*WRITTEN REQUEST*. Please write out the stretch of the io_uring thread from "I agree with" through "by the other.", word for word.

*PASSAGE*.
I agree with Stefan that a global IORING_OP_BPF op to BPF program
mapping will be difficult to coordinate between processes. For
example, consider two different ublk server programs that each want to
use a different BPF program. Ideally, each should be an independent
program and not need to know the op ids used by the other.
On the other hand, a multithreaded process may have multiple
io_ring_ctxs and want to use the same IORING_OP_BPF ops with all of
them. So a process-level mapping seems to make the most sense. And
that's exactly the mapping level that we would get from using the BPF
program file descriptor to specify the IORING_OP_BPF op. Additionally,
as Stefan points out, the IORING_OP_BPF program could be shared with
another process by sending the file descriptor using SCM_RIGHTS. And
the file descriptor lookup overhead could be avoided in the I/O path
using io_uring's existing support for registered files.

Best,
Caleb

>
> >
> > I don't know much about bpf in details, so I'm wondering in your
> > example from
> > https://github.com/ming1/liburing/commit/625b69ddde15ad80e078c684ba166f=
49c1174fa4
> >
> > Would memory_map be global in the whole system or would
> > each loaded instance of the program have it's own instance of memory_ma=
p?
>
> bpf map is global.
>
> At default, each loaded prog owns the map, but it may be exported for
> others by pinning the map.
>
> It is easy to verify by writing test code in tools/testing/selftests/
>
> But I am not an bpf expert...
>
> Thanks,
> Ming
>

*DATA SECTION*.
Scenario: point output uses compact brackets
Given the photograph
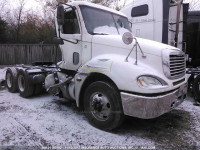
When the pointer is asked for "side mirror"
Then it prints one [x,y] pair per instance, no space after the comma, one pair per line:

*OUTPUT OF THE EXERCISE*.
I agree with Stefan that a global IORING_OP_BPF op to BPF program
mapping will be difficult to coordinate between processes. For
example, consider two different ublk server programs that each want to
use a different BPF program. Ideally, each should be an independent
program and not need to know the op ids used by the other.